-- 任务要求 --
把这段讲悉尼生活的文章里从“谁会知道这个答案最终让他火冒三丈,拂袖而去。”一直往下到“次的介绍词再重复一遍的冲动。”的文字，一字不差地重新打一遍。

-- 文章节选 --
*-*-*

那是在一个周五,悉尼的天空在拧下最后一滴雨之后,很快褪色在夜色当中,这意味着这个周末酒吧的生意比披萨店更受上天眷顾。10月份的周末夜晚,酒吧总是人满为患,不知是不是因为些许的寒意给人们在穿衣搭配上恰好的发挥空间。
然而下班后,穿梭在酒吧街上的俊男美女当中的我,此刻只想赶紧回去洗个热水澡,之后或许窝在沙发上和室友聊聊天,再或者如果室友和我一样累坏了,那就直接上床蒙头睡觉。我猜想我身上Aqua di Gio,Spice Bomb还有其他好几种香水的混合味道应该让不少人皱了眉。在市中心的商场卖香水并不是一个轻松的活,为了达成买卖,我时常需要在自己的身上喷上香水,告诉顾客一款香水只有在皮肤上才能开发自身全部的潜能。顺便,现在不介意告诉你,这是谎话。
“我从不吃那东西,”我疲惫的眼神在那种场合应该反而会显得无动于衷和坚定。“今天我也没想出来玩,这就回去睡觉了。”
“哦好的,没关系哥们。”他耸耸肩,继续跟我走,似乎不急着猎寻下一个买家。“你是哪里人?”他接着问。“我来自中国。”
谁会知道这个答案最终让他火冒三丈,拂袖而去。
“你不相信我是吗?”他无奈而尴尬的笑道。“放轻松,我又不是坏人。”紧接着他告诉我他来自意大利,有几个兄弟姐妹。我告诉他他的澳洲口音非常地道,他说我至少应该学个地道的中国口音再骗他说我是中国人。
“我真的来自中国,我要是带了护照就给你看了。”我其实很明白他为什么会为一个长着络腮胡,带着明显高加索特征的人自称来自中国而感到困惑,自从来到澳洲,几乎在每一个社交场合我都需要对刚接触的陌生人介绍关于维吾尔人的知识。只是在身心疲惫的时候面对一个嬉皮笑脸的毒贩子,我实在没有把重复过无数次的介绍词再重复一遍的冲动。
然后他就火了。“你不该这样戒备我,”他摇头晃脑,显得非常沮丧。“对人如此缺乏信任,那你来澳洲做什么?”
接着他快步走进一个人堆里,最后消失了。
2
D是我到悉尼之后认识的第一个朋友。他是个香港人,比我小两岁,是我的校友。和很多人一样,他一开始对我是中国人这个事实颇为抗拒,实际上到现在依然如此。他坚持用英语和我交流,他对此的解释是他的普通话很烂。直到有一次他和大陆同学通电话,我才知道事实并不是如此。
有一次我们在聊天,忘记了是因为什么,D突然说了一句“I hate Chinese”。

*-*-*

-- 显示信息 --

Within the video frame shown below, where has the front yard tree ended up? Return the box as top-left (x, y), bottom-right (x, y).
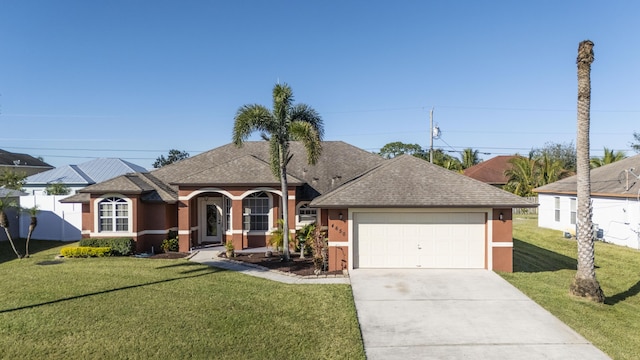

*-*-*

-- 任务回答 --
谁会知道这个答案最终让他火冒三丈,拂袖而去。
“你不相信我是吗?”他无奈而尴尬的笑道。“放轻松,我又不是坏人。”紧接着他告诉我他来自意大利,有几个兄弟姐妹。我告诉他他的澳洲口音非常地道,他说我至少应该学个地道的中国口音再骗他说我是中国人。
“我真的来自中国,我要是带了护照就给你看了。”我其实很明白他为什么会为一个长着络腮胡,带着明显高加索特征的人自称来自中国而感到困惑,自从来到澳洲,几乎在每一个社交场合我都需要对刚接触的陌生人介绍关于维吾尔人的知识。只是在身心疲惫的时候面对一个嬉皮笑脸的毒贩子,我实在没有把重复过无数次的介绍词再重复一遍的冲动。